**Challenge:** Reproduce this listing in full.

Stored data
◆ ◆ ◆ ◆ ◆ ◆ ◆
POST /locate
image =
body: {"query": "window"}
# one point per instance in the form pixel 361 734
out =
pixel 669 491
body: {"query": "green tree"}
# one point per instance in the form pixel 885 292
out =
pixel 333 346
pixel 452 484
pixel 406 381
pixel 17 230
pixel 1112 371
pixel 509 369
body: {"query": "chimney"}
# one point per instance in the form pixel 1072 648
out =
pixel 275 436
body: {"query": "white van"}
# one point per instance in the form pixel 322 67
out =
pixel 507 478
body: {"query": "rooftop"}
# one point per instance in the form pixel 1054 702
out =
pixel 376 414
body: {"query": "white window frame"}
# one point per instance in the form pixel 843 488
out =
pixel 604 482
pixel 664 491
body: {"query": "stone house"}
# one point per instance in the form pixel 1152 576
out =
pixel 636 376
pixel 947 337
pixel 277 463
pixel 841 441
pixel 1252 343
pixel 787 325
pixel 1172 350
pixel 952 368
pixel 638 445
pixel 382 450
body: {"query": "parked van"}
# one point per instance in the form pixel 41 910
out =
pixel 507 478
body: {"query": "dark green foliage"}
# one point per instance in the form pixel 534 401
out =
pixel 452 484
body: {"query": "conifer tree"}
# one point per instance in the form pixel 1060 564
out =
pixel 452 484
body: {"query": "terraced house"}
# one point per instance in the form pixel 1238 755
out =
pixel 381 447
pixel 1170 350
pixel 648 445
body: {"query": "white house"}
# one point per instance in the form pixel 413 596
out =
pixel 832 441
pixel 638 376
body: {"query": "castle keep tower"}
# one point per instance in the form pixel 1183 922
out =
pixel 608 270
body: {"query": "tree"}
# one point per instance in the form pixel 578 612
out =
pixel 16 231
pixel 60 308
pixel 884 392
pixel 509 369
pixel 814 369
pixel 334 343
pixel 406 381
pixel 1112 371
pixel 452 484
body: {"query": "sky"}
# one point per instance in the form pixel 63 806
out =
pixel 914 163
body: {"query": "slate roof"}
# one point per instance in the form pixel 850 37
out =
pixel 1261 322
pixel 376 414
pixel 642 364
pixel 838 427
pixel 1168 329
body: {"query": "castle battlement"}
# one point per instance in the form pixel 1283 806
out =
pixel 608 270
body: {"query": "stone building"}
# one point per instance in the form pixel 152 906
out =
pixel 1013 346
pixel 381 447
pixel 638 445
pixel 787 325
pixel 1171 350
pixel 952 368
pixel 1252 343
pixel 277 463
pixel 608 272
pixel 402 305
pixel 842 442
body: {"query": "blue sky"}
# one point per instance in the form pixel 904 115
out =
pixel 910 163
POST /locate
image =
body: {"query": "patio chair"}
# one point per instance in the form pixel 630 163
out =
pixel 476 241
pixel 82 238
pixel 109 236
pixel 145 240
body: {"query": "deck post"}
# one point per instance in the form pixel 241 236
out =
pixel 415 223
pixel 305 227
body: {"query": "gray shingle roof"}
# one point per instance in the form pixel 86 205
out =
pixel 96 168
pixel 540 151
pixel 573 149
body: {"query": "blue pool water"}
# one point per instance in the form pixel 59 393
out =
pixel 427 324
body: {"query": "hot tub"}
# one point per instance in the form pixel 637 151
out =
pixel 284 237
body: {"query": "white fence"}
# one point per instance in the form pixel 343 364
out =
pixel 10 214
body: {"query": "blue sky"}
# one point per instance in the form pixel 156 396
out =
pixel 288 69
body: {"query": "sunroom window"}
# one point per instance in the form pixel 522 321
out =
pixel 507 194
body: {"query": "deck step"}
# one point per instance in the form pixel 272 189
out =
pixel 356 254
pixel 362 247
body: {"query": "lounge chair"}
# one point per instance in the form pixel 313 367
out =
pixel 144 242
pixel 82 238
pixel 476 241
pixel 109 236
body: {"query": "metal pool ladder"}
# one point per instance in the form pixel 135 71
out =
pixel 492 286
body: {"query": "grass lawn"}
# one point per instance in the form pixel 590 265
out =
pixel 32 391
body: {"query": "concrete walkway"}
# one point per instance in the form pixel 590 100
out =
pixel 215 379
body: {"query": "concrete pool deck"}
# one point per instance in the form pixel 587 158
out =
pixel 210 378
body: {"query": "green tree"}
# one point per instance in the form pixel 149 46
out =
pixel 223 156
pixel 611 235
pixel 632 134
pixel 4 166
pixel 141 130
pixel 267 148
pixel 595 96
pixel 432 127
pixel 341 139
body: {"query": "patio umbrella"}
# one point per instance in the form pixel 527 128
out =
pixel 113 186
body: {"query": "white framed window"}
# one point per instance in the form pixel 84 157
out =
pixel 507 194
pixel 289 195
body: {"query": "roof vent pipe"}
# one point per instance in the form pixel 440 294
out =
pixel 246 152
◆ ◆ ◆ ◆ ◆ ◆ ◆
**Response to the exercise:**
POST /locate
image =
body: {"query": "window"}
# one point per instance in the form pixel 361 734
out =
pixel 669 491
body: {"query": "green tree"}
# one point per instance in the form pixel 885 292
out =
pixel 333 346
pixel 452 484
pixel 406 381
pixel 17 230
pixel 1112 371
pixel 509 369
body: {"query": "chimney"}
# one point per instance in the form pixel 1072 648
out =
pixel 275 436
body: {"query": "white van"}
# one point per instance in the form pixel 322 67
out =
pixel 507 478
body: {"query": "rooftop"}
# one point per instance in the form pixel 1054 702
out =
pixel 376 414
body: {"query": "white window frame"}
# one point per instance in the form pixel 843 488
out =
pixel 604 482
pixel 664 491
body: {"query": "stone house"}
# one point per instance in the form pixel 1152 576
out =
pixel 636 376
pixel 947 337
pixel 277 463
pixel 841 441
pixel 1252 343
pixel 787 325
pixel 1172 350
pixel 952 368
pixel 638 445
pixel 382 450
body: {"query": "parked van"}
# one point per instance in the form pixel 41 910
out =
pixel 507 478
body: {"query": "dark green foliage"}
# one point per instance in the form pixel 534 401
out =
pixel 452 484
body: {"query": "conifer tree"}
# one point per instance in the form pixel 1060 564
out =
pixel 452 484
body: {"query": "terraced house"}
# one point per instance in the form pixel 1238 755
out =
pixel 381 447
pixel 1170 350
pixel 648 445
body: {"query": "white house"}
# one point per instance in the form pixel 413 596
out =
pixel 832 441
pixel 638 376
body: {"query": "castle keep tower"}
# one point per instance in the form pixel 1183 922
out =
pixel 608 270
body: {"query": "tree"}
# one point per instance in the form pixel 578 612
out =
pixel 16 231
pixel 60 308
pixel 884 392
pixel 509 369
pixel 814 369
pixel 334 343
pixel 406 381
pixel 1112 371
pixel 452 484
body: {"query": "sky"}
# one point per instance in the form pixel 63 806
out =
pixel 914 163
body: {"query": "slate roof"}
# one point per instance in the form pixel 850 37
out =
pixel 1261 322
pixel 376 414
pixel 642 364
pixel 838 427
pixel 1168 329
body: {"query": "castle battlement"}
# one point per instance in the form pixel 1283 806
out =
pixel 608 270
body: {"query": "stone building"}
# one point per instance in the form pixel 152 906
out =
pixel 1013 346
pixel 381 447
pixel 638 445
pixel 787 325
pixel 1171 350
pixel 952 368
pixel 1252 343
pixel 277 463
pixel 608 272
pixel 402 305
pixel 842 442
body: {"query": "blue sky"}
# one point per instance in the form pixel 904 115
out =
pixel 910 163
POST /locate
image =
body: {"query": "patio chair"}
# one point per instance in the form pixel 630 163
out =
pixel 476 241
pixel 82 238
pixel 109 236
pixel 145 240
body: {"query": "deck post"}
# one point per instance in the form pixel 241 236
out =
pixel 415 223
pixel 305 227
body: {"query": "gray shingle roof"}
# one point per instance in the form pixel 86 205
out =
pixel 96 168
pixel 540 151
pixel 573 149
body: {"query": "blue pool water"}
# one point per instance in the form pixel 59 393
out =
pixel 427 324
body: {"query": "hot tub"}
# one point per instance in the form pixel 637 151
out =
pixel 284 237
body: {"query": "white fence"}
# one point per instance in the form pixel 343 364
out =
pixel 10 214
body: {"query": "blue sky"}
# one point per instance in the form pixel 156 396
out =
pixel 288 69
body: {"query": "sunroom window"}
# one point per instance in the form pixel 522 321
out =
pixel 507 194
body: {"query": "deck step"}
# one point per instance in the form pixel 272 189
out =
pixel 356 254
pixel 362 247
body: {"query": "lounge chair"}
# one point per instance in the form pixel 313 367
out =
pixel 144 242
pixel 82 238
pixel 476 241
pixel 109 236
body: {"query": "metal pool ladder"}
# one point per instance in the form pixel 135 71
out =
pixel 492 286
body: {"query": "grass lawn"}
# one point per instance in the form pixel 590 265
out =
pixel 32 391
body: {"query": "concrete walkway"}
# one point per instance in the form pixel 590 100
out =
pixel 215 379
body: {"query": "concrete pool deck"}
# one point per instance in the form pixel 587 158
out =
pixel 210 378
body: {"query": "green tree"}
# one point per instance in the form pixel 149 46
out =
pixel 223 156
pixel 611 235
pixel 632 134
pixel 4 166
pixel 141 130
pixel 267 148
pixel 595 96
pixel 432 127
pixel 341 139
body: {"query": "patio umbrella"}
# one point per instance in the form pixel 527 128
out =
pixel 113 186
body: {"query": "white framed window"}
# one point per instance in the form pixel 84 157
out =
pixel 507 194
pixel 289 195
body: {"query": "roof vent pipe"}
# one point per instance in the form pixel 440 294
out =
pixel 246 152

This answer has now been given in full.